対象の文章:
.....
贈与税
贈与税について
贈与税とは何ですか?どんな場合に対象になるの?
贈与税は、個人から1年間(1月1日~12月31日まで)に110万円以上の財産を譲り受けた人が支払わなければならない税金です。
贈与税の対象者
1年間で譲り受ける財産が110万円に満たない場合は、贈与税はかかりません。会社など法人から財産をもらったときは、個人には贈与税はかかりませんが、所得税の課税対象となります。
財産をもらった年の翌年2月1日から3月15日の間に、贈与税の申告と納税を行う必要があります。
贈与税の計算方法
※財産には、現金のほか不動産や株券なども含まれます。贈与税を計算する際は、これら全てを含めた計算が必要です。
暦年課税
1月1日~12月31日までの1年間に個人が贈与を受けた財産に対して課税する制度を、暦年課税(れきねんかぜい)といいます。年間110万円の基礎控除を超えた分に対して、贈与税が課税されます。
.....
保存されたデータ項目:
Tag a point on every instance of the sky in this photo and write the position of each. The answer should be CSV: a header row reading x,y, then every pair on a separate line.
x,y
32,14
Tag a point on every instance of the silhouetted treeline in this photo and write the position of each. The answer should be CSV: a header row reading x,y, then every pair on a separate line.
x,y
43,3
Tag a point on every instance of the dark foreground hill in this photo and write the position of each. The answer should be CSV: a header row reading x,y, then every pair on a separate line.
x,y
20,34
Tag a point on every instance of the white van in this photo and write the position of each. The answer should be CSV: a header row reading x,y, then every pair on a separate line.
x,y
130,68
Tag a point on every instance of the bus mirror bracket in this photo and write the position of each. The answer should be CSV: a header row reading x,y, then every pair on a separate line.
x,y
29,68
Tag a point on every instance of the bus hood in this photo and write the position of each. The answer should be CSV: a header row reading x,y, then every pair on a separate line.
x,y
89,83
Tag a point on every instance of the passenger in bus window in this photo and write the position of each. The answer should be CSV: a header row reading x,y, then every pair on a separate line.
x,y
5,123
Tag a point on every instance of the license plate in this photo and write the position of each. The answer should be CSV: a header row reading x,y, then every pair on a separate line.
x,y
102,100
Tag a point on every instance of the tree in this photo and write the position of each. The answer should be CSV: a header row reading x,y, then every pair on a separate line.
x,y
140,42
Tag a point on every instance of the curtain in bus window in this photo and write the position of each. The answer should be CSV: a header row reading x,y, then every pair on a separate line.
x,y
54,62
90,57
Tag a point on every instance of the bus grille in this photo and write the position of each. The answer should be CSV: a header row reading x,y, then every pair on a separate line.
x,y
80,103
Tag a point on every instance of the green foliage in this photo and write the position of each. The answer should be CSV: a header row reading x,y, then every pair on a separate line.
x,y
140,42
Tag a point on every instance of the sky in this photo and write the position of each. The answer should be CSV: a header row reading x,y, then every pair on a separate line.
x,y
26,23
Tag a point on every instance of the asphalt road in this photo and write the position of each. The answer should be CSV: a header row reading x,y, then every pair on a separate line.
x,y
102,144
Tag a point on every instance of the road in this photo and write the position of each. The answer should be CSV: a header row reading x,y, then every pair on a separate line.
.....
課題:
• 1. 贈与税についての文章のうち、「贈与税は、個人から1年間(1」を含む語句で始まり「して、贈与税が課税されます。」で終わる部分を、そのまま書き出してください。
• 2. 贈与税についての文章を、途切れたところから先へ書き進めること。
これらの記録は贈与税についての文章とは関係がない。

解答:
• 1.
贈与税は、個人から1年間(1月1日~12月31日まで)に110万円以上の財産を譲り受けた人が支払わなければならない税金です。
贈与税の対象者
1年間で譲り受ける財産が110万円に満たない場合は、贈与税はかかりません。会社など法人から財産をもらったときは、個人には贈与税はかかりませんが、所得税の課税対象となります。
財産をもらった年の翌年2月1日から3月15日の間に、贈与税の申告と納税を行う必要があります。
贈与税の計算方法
※財産には、現金のほか不動産や株券なども含まれます。贈与税を計算する際は、これら全てを含めた計算が必要です。
暦年課税
1月1日~12月31日までの1年間に個人が贈与を受けた財産に対して課税する制度を、暦年課税(れきねんかぜい)といいます。年間110万円の基礎控除を超えた分に対して、贈与税が課税されます。

• 2.
贈与税の税率は「一般贈与財産」と「特例贈与財産」の2通りあり、「特例贈与財産」は、贈与を受けた年の1月1日時点で、18歳(令和4年3月31日以前の贈与は20歳)以上の受贈者が、直系尊属(父母や祖父母など)から財産を取得した場合に適用されます。
また配偶者に対する贈与の特例として、婚姻期間が20年を経過した夫婦間で、居住用不動産の贈与が行われた場合には、一定の要件を満たしていれば、贈与税の申告により基礎控除額110万円のほかに、最高2000万円までの「配偶者控除」を受けることができます。
相続時精算課税
相続時精算課税は、1年間に贈与を受けた財産から2,500万円(特別控除額)を控除した残額に対して、税率20%(一律)を乗じて計算した金額を支払い、 財産を贈与した人が亡くなった時に、その贈与財産と相続財産を合計した価額を基に相続税を計算し、すでに支払った贈与税額を控除するものです。60歳以上の父母または祖父母が、18歳(令和4年3月31日以前の贈与は20歳)以上の直系卑属(子や孫など)へ贈与する場合のみ適用されます。なお、一度この相続時精算課税を選択すると、その後、同じ贈与者からの贈与については「暦年課税」へ変更することはできません。
生前贈与について
子供や孫のために、生前に対策をすることはできますか?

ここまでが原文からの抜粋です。